>>>
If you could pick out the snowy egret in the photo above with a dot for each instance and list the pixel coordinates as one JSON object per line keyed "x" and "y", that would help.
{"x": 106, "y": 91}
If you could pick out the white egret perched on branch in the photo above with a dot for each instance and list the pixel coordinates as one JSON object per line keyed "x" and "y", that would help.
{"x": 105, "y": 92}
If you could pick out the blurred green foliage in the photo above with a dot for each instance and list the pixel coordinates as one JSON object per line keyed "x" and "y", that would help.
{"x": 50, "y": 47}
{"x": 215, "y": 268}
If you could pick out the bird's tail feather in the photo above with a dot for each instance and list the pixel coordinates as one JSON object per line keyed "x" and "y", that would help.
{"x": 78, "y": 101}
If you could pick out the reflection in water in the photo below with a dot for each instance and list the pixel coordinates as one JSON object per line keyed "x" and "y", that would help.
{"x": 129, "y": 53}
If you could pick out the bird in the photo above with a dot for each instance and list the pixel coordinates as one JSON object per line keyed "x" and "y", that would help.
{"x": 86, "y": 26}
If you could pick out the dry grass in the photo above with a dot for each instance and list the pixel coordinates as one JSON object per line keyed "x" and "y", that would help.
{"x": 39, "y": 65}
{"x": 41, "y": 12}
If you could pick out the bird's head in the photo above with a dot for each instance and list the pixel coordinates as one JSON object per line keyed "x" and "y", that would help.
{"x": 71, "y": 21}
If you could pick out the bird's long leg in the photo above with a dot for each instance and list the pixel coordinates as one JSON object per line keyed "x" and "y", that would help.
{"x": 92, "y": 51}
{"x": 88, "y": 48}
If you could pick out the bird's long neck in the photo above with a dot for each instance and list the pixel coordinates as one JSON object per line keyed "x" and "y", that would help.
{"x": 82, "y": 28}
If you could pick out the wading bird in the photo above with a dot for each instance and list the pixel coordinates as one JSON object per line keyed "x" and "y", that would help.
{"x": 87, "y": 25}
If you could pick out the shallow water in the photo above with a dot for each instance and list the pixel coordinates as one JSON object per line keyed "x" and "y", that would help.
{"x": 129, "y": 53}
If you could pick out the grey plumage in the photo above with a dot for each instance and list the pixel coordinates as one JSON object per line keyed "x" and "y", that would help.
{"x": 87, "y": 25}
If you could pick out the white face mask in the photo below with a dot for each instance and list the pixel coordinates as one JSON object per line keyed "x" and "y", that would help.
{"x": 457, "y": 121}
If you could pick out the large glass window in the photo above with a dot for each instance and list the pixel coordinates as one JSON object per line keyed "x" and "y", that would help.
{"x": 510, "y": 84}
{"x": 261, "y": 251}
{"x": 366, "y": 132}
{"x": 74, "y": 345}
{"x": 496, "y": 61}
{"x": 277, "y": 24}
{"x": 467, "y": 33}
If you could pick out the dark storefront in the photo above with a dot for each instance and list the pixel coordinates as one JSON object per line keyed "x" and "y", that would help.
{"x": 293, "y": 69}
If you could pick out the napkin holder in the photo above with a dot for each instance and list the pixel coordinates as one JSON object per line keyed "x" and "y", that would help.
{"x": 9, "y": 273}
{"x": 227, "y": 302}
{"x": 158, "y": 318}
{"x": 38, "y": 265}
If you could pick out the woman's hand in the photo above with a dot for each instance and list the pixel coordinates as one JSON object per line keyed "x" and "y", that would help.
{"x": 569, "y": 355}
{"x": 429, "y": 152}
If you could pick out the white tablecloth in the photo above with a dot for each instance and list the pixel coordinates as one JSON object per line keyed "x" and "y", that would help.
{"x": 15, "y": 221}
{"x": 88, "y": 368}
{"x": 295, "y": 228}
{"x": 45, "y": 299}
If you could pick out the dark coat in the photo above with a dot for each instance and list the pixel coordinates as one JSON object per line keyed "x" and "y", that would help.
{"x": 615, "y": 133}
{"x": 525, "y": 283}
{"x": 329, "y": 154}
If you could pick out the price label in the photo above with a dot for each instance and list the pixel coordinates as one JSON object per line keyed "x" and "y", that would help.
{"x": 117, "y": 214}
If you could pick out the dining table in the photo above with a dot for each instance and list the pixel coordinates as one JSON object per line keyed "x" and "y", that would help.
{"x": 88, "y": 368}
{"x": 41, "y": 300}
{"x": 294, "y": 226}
<<<
# Goal
Return every entry above verbatim, line for line, with no alterations.

# Expected output
If you could pick out the snowy egret in the photo above with a dot for each instance and list the pixel coordinates as one JSON object per line keyed "x" and "y", that would help.
{"x": 106, "y": 91}
If you could pick out the white egret perched on branch in the photo above with a dot for each instance and list the pixel coordinates as one JSON object per line keyed "x" and "y", that would help.
{"x": 105, "y": 92}
If you could pick out the blurred green foliage in the photo above with a dot for each instance and list the pixel coordinates as one JSON object per line keyed "x" and "y", that would help.
{"x": 50, "y": 47}
{"x": 215, "y": 268}
If you could pick out the bird's tail feather in the photo above with a dot for each instance and list the pixel coordinates as one JSON object per line keyed "x" and "y", that would help.
{"x": 78, "y": 101}
If you could pick out the reflection in water in the photo below with a dot for each instance and list the pixel coordinates as one JSON object per line keyed "x" and "y", that would help.
{"x": 129, "y": 53}
If you could pick out the bird in the photo above with a dot for each instance and list the pixel coordinates as one JSON object per line keyed "x" and "y", that would help.
{"x": 86, "y": 26}
If you could pick out the dry grass in the photo above with a dot for each instance and list the pixel coordinates as one JSON object per line keyed "x" and "y", that would help.
{"x": 39, "y": 65}
{"x": 41, "y": 12}
If you could pick out the bird's head in the photo above with a dot for each instance and list the pixel coordinates as one JSON object per line keyed "x" and "y", that would help.
{"x": 71, "y": 21}
If you could pick out the bird's long leg in the photo above with a dot for each instance and list the pixel coordinates as one JSON object per line keyed "x" and "y", that would help.
{"x": 92, "y": 51}
{"x": 88, "y": 48}
If you could pick out the bird's long neck in the photo above with a dot for each instance and list the pixel coordinates as one JSON object per line keyed "x" and "y", that would help.
{"x": 82, "y": 28}
If you could pick out the wading bird in the photo above with a dot for each instance and list the pixel coordinates as one JSON object per line keyed "x" and "y", that would help.
{"x": 87, "y": 25}
If you could pick out the shallow water in the photo above with a dot for each instance and list the pixel coordinates as one JSON object per line keyed "x" and "y", that would help.
{"x": 129, "y": 53}
If you could pick out the grey plumage in the photo above with a dot for each instance and list the pixel coordinates as one JSON object per line keyed "x" and "y", that would help.
{"x": 87, "y": 25}
If you could pick out the white face mask in the photo below with a dot for each instance and list the pixel coordinates as one JSON object per line keyed "x" and "y", that would help.
{"x": 457, "y": 121}
If you could pick out the large glass window in the photo above with a dot for each instance and list the pixel coordinates as one JSON object per line keyed "x" and "y", that would help.
{"x": 510, "y": 84}
{"x": 261, "y": 251}
{"x": 366, "y": 132}
{"x": 74, "y": 345}
{"x": 496, "y": 61}
{"x": 277, "y": 24}
{"x": 467, "y": 33}
If you could pick out the dark storefront in the photo above with a dot for each instance and list the pixel coordinates as one JSON object per line keyed "x" and "y", that would help.
{"x": 293, "y": 69}
If you could pick out the napkin holder in the photo above with a dot for each instance and list the pixel coordinates as one JSON object per line keyed "x" and "y", that would help.
{"x": 9, "y": 273}
{"x": 227, "y": 302}
{"x": 158, "y": 318}
{"x": 38, "y": 265}
If you could pick out the woman's hand in the photo above with a dot for each instance and list the pixel coordinates as one JSON object per line keyed "x" and "y", that would help.
{"x": 569, "y": 355}
{"x": 429, "y": 152}
If you could pick out the white tablecloth in the photo above with a dot for each instance and list the pixel coordinates as one JSON object per line keyed "x" and "y", that would help.
{"x": 15, "y": 221}
{"x": 88, "y": 368}
{"x": 295, "y": 228}
{"x": 45, "y": 299}
If you could pick out the dark coat in the photo above with a dot for each instance and list the pixel coordinates as one JSON object per line keyed "x" and "y", that would help.
{"x": 615, "y": 133}
{"x": 525, "y": 283}
{"x": 329, "y": 154}
If you could pick out the price label in the photo above with a dot for each instance and list the pixel coordinates as one JSON object per line keyed "x" and "y", that would help.
{"x": 117, "y": 214}
If you could pick out the dining table in the photo above with a dot for each instance and list the pixel coordinates as one JSON object per line keyed "x" and "y", that would help.
{"x": 88, "y": 368}
{"x": 41, "y": 300}
{"x": 294, "y": 226}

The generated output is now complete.